*** ОТРЫВОК ДЛЯ ЧТЕНИЯ

В тех станицах Области войска Донского, в которых обычай «обдирания» должников не был санкционирован донскими казачьими общинами к применению, проявление индивидуальной воли отдельными станичниками или хуторянами обязательно приводило потерпевших от подобных неправомерных действий к обращению в один из видов обычных народных судов (суд станичного атамана, стариков, станичного или хуторского сходов и др.), которые разрешали дело, руководствуясь исключительно нормами обычного права.

В частности, в своем «объявлении», поданном в Верхне-Курмоярский станичный суд, казак К. указал следующее:

«Покорнейше прошу оный суд вызвать урядника Т. с женою и допросить его, за что он меня так обижал и сделал денный грабеж: вырвал у меня топор и унес к себе в дом; а мне прошу приказать за мою обиду удовлетворить 25 р. сер. и еще прошу приказать возвратить мой топор зарас же, ибо я живу за родителями - чего мне приказано, то я и обязан исполнять, и прошу вызвать моих свидетелей казачек Н. и М.» [14, с. 312-313].

Какие нормы обычаев во второй половине XIX в. приобретали общеобязательный правовой характер, а какие являлись неправовыми нормами, хорошо видно на примерах проведения в станицах и хуторах Области войска Донского не только общественных гульбищ, но и частных гульбищ (свадьбы, крестины, проводы казака на службу и возвращение его со службы и т. д.):

«Что касается функций остальных должностей на ссыпке, то они понятны сами собой. Помощник атамана помогает последнему и замещает его во время отсутствия; кроме того он часто заведует угощением, то есть подносит водку, при чем по обычаю сам выпивает первый, потом подносит атаману и затем уже остальным, начиная с старшего и кончая младшим. Судьи творят суд. Большею частью они разбирают дела о ссорах, драках, обидах и пр. Когда, например, произойдет в ссыпке драка, атаман тотчас прекращает ее и виновных передает судьям, а за неимением их сам судит. Судьи, полу-

чив дело, отходят в сторону, допрашивают виновных, определяют, кто из них первый начал и из-за чего; потом допрашивают свидетелей; после этого произносят приговор, который по большей части заключается в наложении штрафа - покупки водки.

******
*** СОХРАНЁННЫЕ ДАННЫЕ

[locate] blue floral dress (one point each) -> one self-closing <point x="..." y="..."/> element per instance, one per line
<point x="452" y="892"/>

******

### [ЗАДАНИЕ A]
Ответьте по отрывку на три вопроса:
(i) Какие виды обычных народных судов названы в качестве примеров?
(ii) Какую сумму казак К. просил присудить ему за обиду?
(iii) Кто по обычаю первым выпивает водку при угощении на ссыпке?
### [ЗАДАНИЕ B]
Почему, согласно отрывку, атаман на ссыпке иногда сам судит виновных в драке? Объясните в одном-двух предложениях.
### [ЗАДАНИЕ C]
Изложите суть отрывка в двух предложениях.
Листинг здесь не понадобится.

### [РЕШЕНИЕ ЗАДАЧИ A]
(i) Суд станичного атамана, суд стариков, станичный или хуторской сход.
(ii) 25 р. сер.
(iii) Помощник атамана.

### [РЕШЕНИЕ ЗАДАЧИ B]
Обычно атаман прекращает драку и передаёт виновных судьям. Сам он судит, когда судей нет.

### [РЕШЕНИЕ ЗАДАЧИ C]
Там, где общины не разрешали «обдирание» должников, потерпевшие обращались в обычные народные суды, которые решали дело по нормам обычного права. Так, казак К. просил Верхне-Курмоярский станичный суд вернуть топор, отнятый урядником Т., и взыскать 25 р. сер. за обиду, а на ссыпке судьи разбирали ссоры, драки и обиды и обычно назначали штраф в виде покупки водки.